| Your goal |
Scan the entries below and extract each line with the word "shoulder" in it.

Point localization data
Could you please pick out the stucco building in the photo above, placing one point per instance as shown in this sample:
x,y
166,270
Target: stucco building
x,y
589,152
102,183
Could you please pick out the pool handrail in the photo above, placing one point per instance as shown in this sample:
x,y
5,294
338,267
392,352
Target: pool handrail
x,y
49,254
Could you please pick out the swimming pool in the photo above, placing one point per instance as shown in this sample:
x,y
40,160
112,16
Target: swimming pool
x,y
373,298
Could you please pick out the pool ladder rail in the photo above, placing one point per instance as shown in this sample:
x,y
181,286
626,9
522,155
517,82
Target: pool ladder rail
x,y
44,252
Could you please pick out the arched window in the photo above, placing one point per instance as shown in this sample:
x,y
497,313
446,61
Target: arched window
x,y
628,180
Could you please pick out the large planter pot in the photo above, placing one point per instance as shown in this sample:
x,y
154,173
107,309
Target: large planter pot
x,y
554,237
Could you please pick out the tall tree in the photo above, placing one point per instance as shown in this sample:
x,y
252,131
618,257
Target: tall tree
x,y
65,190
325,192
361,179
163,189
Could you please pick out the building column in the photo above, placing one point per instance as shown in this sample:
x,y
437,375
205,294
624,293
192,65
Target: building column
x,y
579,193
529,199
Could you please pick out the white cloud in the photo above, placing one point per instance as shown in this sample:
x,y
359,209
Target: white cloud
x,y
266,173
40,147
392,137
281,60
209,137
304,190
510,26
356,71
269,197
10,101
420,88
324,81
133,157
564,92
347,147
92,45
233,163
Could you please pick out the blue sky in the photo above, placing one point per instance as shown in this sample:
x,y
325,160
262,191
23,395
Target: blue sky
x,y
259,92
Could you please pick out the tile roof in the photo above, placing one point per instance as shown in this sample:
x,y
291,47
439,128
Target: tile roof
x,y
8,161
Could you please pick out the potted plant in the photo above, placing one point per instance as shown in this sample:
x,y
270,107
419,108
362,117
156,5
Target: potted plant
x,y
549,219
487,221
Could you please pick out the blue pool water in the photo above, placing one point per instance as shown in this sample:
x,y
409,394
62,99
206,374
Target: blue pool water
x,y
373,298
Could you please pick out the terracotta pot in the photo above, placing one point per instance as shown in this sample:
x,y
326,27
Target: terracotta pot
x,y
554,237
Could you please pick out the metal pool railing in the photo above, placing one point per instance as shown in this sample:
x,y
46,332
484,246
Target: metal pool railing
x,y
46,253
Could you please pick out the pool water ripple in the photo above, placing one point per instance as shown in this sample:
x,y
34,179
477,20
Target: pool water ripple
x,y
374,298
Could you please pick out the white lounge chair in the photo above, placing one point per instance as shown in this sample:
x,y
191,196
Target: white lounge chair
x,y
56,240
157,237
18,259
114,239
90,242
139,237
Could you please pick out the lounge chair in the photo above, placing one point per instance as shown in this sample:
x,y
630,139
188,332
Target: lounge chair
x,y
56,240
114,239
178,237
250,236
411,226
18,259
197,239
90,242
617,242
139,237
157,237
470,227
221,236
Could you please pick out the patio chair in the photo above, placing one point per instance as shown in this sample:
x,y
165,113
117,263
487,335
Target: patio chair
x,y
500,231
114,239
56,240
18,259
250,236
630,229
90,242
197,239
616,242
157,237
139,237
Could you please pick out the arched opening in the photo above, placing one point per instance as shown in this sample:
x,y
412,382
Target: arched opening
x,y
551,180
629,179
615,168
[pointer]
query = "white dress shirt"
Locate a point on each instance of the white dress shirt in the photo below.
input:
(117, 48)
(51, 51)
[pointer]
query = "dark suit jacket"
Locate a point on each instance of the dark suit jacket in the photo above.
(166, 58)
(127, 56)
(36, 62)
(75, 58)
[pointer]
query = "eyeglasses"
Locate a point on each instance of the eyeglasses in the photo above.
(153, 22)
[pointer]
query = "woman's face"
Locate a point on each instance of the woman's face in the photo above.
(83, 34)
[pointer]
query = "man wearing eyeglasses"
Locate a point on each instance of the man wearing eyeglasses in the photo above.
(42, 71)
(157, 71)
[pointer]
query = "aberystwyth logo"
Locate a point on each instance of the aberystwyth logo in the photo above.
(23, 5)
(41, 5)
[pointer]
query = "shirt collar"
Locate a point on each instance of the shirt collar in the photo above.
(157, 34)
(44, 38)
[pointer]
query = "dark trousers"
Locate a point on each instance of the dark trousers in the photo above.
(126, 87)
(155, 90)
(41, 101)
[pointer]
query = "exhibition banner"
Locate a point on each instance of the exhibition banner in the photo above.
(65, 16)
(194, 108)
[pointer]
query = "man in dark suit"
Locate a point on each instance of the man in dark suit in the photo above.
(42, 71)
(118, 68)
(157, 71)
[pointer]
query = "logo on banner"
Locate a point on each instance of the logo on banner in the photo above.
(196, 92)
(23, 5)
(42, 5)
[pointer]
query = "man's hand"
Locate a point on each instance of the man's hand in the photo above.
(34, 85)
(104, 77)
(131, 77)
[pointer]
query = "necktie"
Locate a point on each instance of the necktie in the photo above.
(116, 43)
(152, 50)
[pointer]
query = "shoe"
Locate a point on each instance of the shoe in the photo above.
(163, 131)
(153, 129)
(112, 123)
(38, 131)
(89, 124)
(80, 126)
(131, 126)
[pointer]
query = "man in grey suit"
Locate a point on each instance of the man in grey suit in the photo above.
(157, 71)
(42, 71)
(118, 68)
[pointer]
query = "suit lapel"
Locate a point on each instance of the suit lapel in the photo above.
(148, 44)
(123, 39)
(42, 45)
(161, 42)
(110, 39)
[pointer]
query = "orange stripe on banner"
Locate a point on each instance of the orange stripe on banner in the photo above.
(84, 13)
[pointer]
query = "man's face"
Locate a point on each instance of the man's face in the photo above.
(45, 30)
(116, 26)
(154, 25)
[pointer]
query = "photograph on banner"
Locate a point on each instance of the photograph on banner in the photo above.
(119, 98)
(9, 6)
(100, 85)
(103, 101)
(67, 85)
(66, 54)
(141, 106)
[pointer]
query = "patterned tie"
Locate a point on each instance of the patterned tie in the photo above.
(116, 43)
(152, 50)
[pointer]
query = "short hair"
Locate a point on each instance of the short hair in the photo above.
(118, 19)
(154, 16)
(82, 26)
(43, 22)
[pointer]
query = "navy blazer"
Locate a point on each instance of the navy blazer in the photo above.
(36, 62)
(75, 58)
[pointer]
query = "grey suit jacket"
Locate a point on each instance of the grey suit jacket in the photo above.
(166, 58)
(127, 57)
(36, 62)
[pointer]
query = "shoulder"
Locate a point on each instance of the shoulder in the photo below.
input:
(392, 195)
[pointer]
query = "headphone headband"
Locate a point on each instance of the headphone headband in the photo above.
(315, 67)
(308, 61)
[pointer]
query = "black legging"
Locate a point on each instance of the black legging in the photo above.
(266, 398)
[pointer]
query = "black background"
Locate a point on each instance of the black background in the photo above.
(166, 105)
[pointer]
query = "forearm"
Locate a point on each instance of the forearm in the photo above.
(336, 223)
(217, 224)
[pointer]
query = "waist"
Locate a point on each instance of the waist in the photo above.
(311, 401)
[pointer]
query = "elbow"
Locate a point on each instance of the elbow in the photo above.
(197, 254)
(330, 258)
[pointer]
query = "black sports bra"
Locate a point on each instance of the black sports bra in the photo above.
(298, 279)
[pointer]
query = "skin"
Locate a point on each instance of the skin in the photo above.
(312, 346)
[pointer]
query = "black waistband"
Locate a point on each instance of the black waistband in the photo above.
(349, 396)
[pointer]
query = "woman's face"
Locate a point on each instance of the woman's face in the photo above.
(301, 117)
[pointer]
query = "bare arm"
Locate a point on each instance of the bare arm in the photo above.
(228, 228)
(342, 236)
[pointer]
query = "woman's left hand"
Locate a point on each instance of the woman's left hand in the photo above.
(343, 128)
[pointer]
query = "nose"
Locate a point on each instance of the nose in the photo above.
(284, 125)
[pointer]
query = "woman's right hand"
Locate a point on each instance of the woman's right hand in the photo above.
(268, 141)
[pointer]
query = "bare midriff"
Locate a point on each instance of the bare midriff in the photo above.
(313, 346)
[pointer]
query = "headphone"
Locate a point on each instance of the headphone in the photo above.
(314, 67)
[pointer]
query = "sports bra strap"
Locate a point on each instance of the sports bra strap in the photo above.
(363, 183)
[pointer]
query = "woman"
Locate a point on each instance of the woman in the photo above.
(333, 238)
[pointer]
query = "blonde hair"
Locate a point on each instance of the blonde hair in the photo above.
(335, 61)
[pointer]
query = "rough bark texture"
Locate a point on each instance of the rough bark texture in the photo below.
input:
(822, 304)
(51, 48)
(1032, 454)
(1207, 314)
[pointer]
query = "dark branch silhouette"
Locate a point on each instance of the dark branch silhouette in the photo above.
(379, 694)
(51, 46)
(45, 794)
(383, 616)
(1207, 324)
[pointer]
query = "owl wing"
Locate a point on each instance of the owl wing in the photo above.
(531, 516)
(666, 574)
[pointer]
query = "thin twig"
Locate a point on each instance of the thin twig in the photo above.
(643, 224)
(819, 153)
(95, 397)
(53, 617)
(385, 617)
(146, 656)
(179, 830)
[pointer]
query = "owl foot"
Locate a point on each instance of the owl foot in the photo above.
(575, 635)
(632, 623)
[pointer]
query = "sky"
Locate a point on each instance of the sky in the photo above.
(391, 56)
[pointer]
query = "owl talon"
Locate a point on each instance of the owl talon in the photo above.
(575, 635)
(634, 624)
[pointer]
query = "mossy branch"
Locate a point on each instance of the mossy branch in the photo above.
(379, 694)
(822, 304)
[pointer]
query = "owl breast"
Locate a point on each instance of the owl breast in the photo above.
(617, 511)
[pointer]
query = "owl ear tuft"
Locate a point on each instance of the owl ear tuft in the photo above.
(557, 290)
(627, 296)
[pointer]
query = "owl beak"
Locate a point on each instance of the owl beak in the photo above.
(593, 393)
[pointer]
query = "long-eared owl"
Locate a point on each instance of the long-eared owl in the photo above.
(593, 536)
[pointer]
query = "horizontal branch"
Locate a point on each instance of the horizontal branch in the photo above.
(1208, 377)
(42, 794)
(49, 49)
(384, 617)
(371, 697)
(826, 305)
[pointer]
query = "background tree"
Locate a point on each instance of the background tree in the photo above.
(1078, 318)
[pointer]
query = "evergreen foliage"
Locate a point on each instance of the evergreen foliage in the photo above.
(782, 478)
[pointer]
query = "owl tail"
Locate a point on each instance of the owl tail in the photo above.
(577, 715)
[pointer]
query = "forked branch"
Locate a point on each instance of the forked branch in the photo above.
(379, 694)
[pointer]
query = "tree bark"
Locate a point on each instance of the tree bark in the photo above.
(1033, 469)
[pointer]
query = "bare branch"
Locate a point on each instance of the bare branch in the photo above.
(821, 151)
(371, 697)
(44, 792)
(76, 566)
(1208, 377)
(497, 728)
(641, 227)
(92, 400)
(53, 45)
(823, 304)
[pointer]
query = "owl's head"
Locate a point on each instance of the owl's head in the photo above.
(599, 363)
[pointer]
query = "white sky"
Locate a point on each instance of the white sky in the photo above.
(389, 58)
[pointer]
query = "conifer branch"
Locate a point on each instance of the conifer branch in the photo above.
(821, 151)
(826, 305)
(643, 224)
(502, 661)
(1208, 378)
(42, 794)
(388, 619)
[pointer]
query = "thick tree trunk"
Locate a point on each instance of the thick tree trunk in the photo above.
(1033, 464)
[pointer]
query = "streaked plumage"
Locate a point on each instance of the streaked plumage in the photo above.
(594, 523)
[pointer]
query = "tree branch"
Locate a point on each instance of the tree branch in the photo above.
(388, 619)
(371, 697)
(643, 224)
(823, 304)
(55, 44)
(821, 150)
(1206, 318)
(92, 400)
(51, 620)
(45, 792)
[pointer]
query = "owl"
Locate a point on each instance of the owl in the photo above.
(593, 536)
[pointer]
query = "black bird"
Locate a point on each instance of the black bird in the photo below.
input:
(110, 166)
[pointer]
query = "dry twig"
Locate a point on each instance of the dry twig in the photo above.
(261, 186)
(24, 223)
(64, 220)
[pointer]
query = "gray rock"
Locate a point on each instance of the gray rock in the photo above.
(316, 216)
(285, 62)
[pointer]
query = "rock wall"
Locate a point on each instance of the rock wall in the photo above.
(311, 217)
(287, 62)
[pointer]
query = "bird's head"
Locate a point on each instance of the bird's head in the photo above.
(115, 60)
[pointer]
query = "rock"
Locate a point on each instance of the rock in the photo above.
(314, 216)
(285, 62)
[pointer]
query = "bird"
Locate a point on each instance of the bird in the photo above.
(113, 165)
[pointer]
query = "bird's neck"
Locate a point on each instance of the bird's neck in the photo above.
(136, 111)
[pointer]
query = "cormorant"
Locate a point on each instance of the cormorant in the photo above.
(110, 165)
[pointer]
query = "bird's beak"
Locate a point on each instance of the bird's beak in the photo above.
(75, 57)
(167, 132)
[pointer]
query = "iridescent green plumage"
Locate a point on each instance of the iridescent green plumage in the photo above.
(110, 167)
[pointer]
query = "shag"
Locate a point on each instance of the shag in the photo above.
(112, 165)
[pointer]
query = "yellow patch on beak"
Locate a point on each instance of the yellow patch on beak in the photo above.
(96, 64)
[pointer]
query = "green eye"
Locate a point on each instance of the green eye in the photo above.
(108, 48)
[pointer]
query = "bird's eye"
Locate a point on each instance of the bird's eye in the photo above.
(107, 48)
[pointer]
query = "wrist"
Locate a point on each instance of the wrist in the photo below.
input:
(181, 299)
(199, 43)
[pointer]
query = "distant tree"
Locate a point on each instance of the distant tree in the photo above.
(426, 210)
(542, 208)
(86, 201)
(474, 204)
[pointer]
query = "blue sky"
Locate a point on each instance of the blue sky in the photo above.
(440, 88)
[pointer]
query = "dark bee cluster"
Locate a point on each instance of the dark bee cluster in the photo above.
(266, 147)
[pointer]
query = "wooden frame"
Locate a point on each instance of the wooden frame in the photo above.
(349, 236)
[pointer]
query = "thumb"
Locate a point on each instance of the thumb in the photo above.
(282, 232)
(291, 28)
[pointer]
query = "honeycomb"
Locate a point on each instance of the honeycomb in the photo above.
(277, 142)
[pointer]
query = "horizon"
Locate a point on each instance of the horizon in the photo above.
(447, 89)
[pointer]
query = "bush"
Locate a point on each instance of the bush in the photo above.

| Answer box |
query = "shoulder"
Locate a point on each instance of the shoulder in the photo below.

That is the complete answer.